[Start of section]
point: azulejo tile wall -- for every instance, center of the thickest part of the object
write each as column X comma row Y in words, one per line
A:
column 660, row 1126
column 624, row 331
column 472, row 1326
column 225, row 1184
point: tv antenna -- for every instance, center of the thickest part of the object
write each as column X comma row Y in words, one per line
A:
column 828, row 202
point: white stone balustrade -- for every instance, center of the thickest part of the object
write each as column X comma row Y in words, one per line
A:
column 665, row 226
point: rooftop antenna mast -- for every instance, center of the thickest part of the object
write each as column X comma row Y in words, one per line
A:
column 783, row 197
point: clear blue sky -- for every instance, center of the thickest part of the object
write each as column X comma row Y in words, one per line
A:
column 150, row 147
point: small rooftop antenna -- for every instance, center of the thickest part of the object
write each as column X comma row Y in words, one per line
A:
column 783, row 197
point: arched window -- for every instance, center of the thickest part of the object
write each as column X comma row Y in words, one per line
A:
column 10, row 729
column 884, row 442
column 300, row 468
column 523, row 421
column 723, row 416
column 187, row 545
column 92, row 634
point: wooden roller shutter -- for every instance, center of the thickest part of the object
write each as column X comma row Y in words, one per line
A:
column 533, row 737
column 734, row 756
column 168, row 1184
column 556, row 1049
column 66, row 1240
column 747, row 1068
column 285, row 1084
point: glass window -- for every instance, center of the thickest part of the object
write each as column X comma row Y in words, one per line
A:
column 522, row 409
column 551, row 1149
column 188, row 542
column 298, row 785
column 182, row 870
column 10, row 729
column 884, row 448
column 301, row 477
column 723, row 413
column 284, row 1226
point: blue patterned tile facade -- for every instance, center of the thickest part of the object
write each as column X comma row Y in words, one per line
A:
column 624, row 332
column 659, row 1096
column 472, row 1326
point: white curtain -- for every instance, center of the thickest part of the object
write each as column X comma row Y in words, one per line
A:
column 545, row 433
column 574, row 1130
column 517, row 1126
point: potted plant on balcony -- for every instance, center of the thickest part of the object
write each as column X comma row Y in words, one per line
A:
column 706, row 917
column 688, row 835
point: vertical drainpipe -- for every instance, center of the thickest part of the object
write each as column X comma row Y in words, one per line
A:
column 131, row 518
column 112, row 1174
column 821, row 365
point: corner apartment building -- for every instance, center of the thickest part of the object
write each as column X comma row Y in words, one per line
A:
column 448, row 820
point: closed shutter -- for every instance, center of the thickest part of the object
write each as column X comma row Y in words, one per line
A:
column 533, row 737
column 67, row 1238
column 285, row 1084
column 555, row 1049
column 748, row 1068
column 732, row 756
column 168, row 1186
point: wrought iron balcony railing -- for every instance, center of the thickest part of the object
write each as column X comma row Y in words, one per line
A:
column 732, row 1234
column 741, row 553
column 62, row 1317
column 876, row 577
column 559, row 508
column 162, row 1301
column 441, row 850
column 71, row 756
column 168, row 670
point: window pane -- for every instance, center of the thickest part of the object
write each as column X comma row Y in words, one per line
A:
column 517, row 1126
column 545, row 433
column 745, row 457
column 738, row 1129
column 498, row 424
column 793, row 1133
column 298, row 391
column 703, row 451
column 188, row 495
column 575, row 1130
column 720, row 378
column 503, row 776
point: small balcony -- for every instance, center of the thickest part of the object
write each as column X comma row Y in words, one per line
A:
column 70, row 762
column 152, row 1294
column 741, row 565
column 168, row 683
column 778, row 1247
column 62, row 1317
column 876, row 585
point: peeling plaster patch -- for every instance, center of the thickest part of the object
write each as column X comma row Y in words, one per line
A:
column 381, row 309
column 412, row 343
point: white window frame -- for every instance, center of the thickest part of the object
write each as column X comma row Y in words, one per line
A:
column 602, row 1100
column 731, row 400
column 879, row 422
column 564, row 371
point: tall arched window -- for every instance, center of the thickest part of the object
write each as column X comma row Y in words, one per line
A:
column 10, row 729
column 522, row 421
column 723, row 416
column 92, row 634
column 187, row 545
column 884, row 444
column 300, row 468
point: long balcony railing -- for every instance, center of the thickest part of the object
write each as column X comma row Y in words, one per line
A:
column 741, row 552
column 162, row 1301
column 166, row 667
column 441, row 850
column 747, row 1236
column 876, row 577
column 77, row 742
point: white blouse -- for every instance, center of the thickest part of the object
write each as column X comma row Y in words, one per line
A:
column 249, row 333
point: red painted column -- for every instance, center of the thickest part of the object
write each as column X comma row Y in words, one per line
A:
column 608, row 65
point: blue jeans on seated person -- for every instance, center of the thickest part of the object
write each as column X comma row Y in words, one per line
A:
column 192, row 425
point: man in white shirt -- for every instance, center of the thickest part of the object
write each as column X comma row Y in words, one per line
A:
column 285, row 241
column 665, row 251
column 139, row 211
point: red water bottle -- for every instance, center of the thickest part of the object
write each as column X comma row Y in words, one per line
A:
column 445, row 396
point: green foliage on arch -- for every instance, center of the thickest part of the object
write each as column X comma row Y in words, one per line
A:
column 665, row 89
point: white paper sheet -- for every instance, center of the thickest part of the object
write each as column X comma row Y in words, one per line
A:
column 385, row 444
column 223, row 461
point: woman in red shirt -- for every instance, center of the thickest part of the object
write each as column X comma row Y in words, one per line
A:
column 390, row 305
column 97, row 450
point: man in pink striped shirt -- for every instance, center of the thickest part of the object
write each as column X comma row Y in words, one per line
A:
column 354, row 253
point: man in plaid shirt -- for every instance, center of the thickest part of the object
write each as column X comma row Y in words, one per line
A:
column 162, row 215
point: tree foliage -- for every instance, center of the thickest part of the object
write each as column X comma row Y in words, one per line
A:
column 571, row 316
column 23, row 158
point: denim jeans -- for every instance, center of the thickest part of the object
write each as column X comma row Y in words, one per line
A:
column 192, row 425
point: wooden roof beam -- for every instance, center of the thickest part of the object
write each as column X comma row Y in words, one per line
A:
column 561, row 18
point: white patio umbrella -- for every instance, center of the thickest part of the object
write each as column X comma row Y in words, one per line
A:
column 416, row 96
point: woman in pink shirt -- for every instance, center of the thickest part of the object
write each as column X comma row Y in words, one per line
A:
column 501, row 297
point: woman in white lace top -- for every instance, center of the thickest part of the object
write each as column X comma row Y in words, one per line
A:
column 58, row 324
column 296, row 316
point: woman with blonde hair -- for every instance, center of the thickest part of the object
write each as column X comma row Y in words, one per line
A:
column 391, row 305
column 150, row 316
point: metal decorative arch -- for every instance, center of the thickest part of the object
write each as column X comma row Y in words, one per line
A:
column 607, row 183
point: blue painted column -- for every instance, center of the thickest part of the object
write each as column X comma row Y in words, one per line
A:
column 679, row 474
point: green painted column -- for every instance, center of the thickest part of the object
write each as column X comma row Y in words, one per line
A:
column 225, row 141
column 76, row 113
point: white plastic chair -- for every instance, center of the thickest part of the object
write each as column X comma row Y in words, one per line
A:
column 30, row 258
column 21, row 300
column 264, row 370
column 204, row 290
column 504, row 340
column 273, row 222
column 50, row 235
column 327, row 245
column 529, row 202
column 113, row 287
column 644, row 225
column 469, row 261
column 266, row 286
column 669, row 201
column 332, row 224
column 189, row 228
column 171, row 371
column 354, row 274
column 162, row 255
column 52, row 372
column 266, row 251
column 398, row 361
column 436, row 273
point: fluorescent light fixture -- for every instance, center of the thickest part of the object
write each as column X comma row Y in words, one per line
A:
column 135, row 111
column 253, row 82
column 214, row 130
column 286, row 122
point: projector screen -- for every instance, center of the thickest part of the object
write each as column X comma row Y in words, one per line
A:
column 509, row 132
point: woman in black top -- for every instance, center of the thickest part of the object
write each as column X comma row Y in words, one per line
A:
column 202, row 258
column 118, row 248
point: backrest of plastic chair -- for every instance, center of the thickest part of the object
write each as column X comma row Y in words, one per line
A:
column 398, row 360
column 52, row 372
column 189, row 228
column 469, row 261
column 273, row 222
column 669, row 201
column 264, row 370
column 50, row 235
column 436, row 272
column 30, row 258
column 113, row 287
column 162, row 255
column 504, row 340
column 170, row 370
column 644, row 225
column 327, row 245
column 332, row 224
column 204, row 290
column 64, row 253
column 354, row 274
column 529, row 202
[End of section]
* Instructions to follow: Using the material above, report each line where "pink" occurs.

* Answer to this exercise:
point: man in pink striped shirt -- for every instance, center of the thickest part of the object
point: woman in pink shirt -- for every instance, center of the thickest part of the object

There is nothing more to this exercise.